## 읽을 발췌문
::::

UniCATS: A Unified Context-Aware Text-to-Speech Framework with Contextual VQ-Diffusion and Vocoding

18 Jan 2024 in Seminar on Text-to-Speech

UniCATS 논문 요약

Chenpeng Du, Yiwei Guo, Feiyu Shen, Zhijun Liu, Zheng Liang, Xie Chen, Shuai Wang, Hui Zhang, Kai Yu
Accepted by AAAI2024
[Paper][Demo][Code]

Definitions of context-aware TTS task

Untitled 0

Speech continuation preceding context A가 speech prompt의 역할, zero-shot speak speaker adaptation
Speech editing
주변 context와 매끄럽게 음성이 이어지도록 하면서 원하는 text로 중간 부분을 바꾸어 음성을 생성하는 task preceding context A, following context B를 둘 다 고려하는 것이 speech continuation과의 차이점이다

Goal

Surrounding semantic context를 모두 고려한 semantic token들을 diffusion을 통해서 만들고 target speech prompt의 acoustic context를 반영한 waveform 생성

Motivations

크게 두 종류의 discrete speech token이 그동안 제안됐음
- Semantic tokens (e.g., vq-wav2vec, wav2vec 2.0, HuBERT)
  - masking prediction, discrimination을 위해 학습됨
  - articulation information을 주로 잡아줄 수 있지만 acoustic details에 대한 정보는 부족
- Acoustic tokens (e.g., Soundstream, Encodec)

::::

## 처리할 자료
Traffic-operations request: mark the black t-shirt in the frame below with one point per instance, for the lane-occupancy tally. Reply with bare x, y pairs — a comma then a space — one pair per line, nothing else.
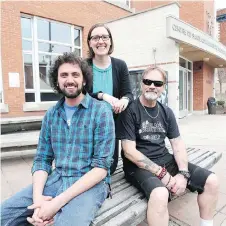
149, 132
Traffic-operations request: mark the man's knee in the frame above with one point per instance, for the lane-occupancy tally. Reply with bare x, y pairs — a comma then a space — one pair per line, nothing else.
211, 184
159, 197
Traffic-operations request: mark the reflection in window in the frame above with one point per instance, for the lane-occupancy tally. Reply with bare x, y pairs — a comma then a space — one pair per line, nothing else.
45, 62
135, 78
53, 48
77, 52
28, 71
53, 31
52, 39
76, 37
26, 45
26, 27
29, 97
182, 62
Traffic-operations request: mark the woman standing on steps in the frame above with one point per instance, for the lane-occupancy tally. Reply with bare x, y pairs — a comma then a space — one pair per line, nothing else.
110, 75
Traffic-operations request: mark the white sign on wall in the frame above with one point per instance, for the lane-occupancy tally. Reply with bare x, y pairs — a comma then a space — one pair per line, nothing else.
14, 79
186, 33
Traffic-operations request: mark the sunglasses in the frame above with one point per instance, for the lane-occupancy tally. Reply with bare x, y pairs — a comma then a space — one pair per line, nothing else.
148, 82
96, 38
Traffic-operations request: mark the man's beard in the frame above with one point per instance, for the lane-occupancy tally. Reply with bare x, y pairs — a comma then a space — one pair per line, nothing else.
150, 96
71, 95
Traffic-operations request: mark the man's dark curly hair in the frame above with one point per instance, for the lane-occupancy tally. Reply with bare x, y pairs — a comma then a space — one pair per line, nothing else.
70, 58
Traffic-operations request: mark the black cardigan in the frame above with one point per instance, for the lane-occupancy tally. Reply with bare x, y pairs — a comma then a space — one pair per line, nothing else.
121, 80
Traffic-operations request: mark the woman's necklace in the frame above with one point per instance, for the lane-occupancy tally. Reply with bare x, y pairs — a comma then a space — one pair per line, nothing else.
149, 114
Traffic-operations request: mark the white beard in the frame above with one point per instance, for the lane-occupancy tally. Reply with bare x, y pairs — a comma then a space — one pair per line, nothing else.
150, 96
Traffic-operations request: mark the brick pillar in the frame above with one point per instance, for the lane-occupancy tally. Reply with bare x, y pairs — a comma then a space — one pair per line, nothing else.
203, 81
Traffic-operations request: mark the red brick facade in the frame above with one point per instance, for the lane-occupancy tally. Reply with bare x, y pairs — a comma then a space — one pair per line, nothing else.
203, 79
82, 14
222, 27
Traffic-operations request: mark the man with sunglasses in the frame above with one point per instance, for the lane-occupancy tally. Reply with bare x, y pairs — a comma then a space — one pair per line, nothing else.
148, 165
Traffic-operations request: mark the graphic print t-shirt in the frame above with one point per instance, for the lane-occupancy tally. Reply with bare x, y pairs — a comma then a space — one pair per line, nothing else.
149, 133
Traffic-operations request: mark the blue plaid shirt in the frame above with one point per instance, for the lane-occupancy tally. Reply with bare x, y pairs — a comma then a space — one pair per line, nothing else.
87, 143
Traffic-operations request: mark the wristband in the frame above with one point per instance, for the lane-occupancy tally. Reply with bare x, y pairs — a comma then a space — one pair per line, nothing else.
127, 98
168, 181
162, 173
101, 97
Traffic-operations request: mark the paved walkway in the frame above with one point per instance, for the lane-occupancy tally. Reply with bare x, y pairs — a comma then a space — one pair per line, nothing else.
207, 131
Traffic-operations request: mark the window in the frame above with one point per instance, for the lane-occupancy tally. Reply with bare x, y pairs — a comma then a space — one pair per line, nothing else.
42, 41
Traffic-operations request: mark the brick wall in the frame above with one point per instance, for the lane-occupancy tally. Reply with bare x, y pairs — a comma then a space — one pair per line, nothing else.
83, 14
203, 78
208, 83
222, 27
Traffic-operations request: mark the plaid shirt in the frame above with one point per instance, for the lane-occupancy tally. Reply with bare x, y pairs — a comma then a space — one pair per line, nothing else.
87, 143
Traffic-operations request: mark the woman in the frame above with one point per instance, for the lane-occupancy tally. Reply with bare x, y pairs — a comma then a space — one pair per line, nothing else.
110, 75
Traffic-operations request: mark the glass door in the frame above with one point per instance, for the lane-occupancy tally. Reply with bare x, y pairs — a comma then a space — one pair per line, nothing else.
183, 93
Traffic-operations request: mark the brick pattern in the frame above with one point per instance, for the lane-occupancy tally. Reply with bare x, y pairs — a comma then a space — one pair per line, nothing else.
222, 27
203, 78
81, 13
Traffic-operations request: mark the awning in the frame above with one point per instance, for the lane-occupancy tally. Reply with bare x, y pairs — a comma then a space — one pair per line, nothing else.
194, 44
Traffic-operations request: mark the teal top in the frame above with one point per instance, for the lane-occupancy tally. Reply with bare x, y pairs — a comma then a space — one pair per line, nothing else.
102, 80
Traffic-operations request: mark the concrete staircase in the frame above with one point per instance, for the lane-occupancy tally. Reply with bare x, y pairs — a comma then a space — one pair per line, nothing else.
19, 136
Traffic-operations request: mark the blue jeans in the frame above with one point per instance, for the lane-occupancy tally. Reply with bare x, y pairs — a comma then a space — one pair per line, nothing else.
80, 211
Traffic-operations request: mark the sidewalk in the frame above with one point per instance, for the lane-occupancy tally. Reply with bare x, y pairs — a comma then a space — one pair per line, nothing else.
207, 132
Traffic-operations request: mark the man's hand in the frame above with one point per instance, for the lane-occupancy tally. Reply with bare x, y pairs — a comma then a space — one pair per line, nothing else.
180, 186
47, 209
120, 105
38, 202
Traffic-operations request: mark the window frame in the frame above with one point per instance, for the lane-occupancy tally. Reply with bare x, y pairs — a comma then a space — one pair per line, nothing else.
34, 52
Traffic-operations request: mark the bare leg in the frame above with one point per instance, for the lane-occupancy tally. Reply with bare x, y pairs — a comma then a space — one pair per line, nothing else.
208, 199
157, 212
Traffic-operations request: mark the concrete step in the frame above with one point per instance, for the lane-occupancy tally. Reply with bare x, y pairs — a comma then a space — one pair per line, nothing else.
12, 125
19, 141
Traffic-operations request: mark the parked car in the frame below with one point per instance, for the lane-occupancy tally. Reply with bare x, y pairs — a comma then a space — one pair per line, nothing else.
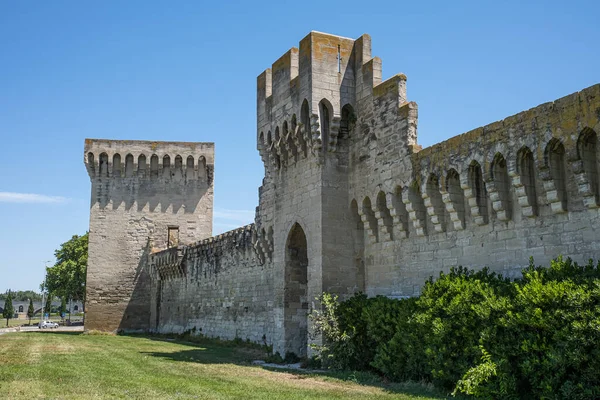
48, 324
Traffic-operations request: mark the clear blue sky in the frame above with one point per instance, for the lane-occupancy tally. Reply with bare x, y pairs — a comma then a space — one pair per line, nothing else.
187, 71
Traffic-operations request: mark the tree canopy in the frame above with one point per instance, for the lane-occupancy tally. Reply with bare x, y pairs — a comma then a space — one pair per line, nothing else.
22, 295
66, 278
9, 311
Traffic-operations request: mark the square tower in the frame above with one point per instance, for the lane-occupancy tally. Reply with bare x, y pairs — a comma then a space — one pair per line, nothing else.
145, 196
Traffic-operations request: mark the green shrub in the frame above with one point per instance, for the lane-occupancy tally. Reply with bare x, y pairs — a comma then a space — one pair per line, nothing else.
477, 332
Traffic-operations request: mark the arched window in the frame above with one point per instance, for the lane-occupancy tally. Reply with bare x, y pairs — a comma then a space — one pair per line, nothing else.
189, 168
587, 146
142, 165
128, 166
202, 175
117, 165
305, 120
178, 172
525, 168
386, 217
457, 197
478, 188
91, 164
325, 121
347, 121
367, 210
555, 161
154, 166
501, 183
358, 234
166, 167
295, 293
435, 208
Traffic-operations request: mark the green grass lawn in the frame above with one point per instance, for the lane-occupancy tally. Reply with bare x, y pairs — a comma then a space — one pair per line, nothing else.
71, 365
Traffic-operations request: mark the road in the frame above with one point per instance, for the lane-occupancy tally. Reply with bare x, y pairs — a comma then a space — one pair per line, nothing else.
36, 329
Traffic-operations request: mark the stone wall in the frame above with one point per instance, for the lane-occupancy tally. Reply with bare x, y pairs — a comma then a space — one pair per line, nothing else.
140, 191
349, 202
218, 287
524, 186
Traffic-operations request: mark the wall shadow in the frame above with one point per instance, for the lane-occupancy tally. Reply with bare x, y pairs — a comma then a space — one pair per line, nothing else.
227, 353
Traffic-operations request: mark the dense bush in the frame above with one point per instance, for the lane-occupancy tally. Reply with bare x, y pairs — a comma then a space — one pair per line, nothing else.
477, 332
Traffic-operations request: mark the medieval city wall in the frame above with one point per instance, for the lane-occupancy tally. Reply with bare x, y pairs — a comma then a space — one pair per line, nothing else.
140, 190
219, 287
524, 186
349, 202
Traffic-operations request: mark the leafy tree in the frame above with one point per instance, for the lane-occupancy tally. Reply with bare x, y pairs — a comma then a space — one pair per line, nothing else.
9, 310
48, 305
63, 308
30, 310
23, 295
66, 278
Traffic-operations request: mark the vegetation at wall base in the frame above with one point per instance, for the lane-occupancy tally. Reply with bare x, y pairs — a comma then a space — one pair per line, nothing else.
70, 365
477, 333
8, 311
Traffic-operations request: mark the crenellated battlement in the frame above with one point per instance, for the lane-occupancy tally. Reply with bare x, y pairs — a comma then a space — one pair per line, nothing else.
349, 203
166, 161
531, 165
308, 100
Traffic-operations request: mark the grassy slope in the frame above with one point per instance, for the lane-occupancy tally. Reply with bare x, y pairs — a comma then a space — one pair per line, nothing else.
75, 366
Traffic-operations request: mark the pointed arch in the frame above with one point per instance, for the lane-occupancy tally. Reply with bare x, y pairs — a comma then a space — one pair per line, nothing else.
166, 166
347, 121
154, 166
555, 162
189, 168
434, 203
129, 165
142, 165
296, 291
384, 217
456, 196
306, 128
501, 188
369, 220
526, 171
587, 150
91, 163
325, 115
479, 191
116, 171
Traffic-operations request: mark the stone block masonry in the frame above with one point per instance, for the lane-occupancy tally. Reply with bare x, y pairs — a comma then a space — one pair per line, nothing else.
145, 196
349, 202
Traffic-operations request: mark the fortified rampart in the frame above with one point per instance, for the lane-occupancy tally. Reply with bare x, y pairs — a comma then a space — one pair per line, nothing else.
144, 197
217, 287
350, 202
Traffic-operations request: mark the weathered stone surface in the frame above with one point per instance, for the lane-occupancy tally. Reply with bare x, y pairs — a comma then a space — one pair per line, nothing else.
350, 202
139, 190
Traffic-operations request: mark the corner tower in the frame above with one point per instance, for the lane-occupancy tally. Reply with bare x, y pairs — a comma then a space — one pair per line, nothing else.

::::

## 문제 및 과제
A) UniCATS 논문 요약 글에 있는 문장 "크게 두 종류의 discrete speech token이 그동안 제안됐음"을 영어로 옮기세요.
B) 기록에서 "Traffic-operations request: mark the weathered" 문구가 있는 줄부터 기록 끝까지의 줄을 다시 적되, "frame" 부분을 "image" 표현으로 바꾸고 나머지는 그대로 두세요.

## 과제별 결과
A) Broadly speaking, two kinds of discrete speech tokens have been proposed so far.

B)
Traffic-operations request: mark the weathered stone surface in the image above with one point per instance, for the lane-occupancy tally. Reply with bare x, y pairs — a comma then a space — one pair per line, nothing else.
350, 202
139, 190
Traffic-operations request: mark the corner tower in the image above with one point per instance, for the lane-occupancy tally. Reply with bare x, y pairs — a comma then a space — one pair per line, nothing else.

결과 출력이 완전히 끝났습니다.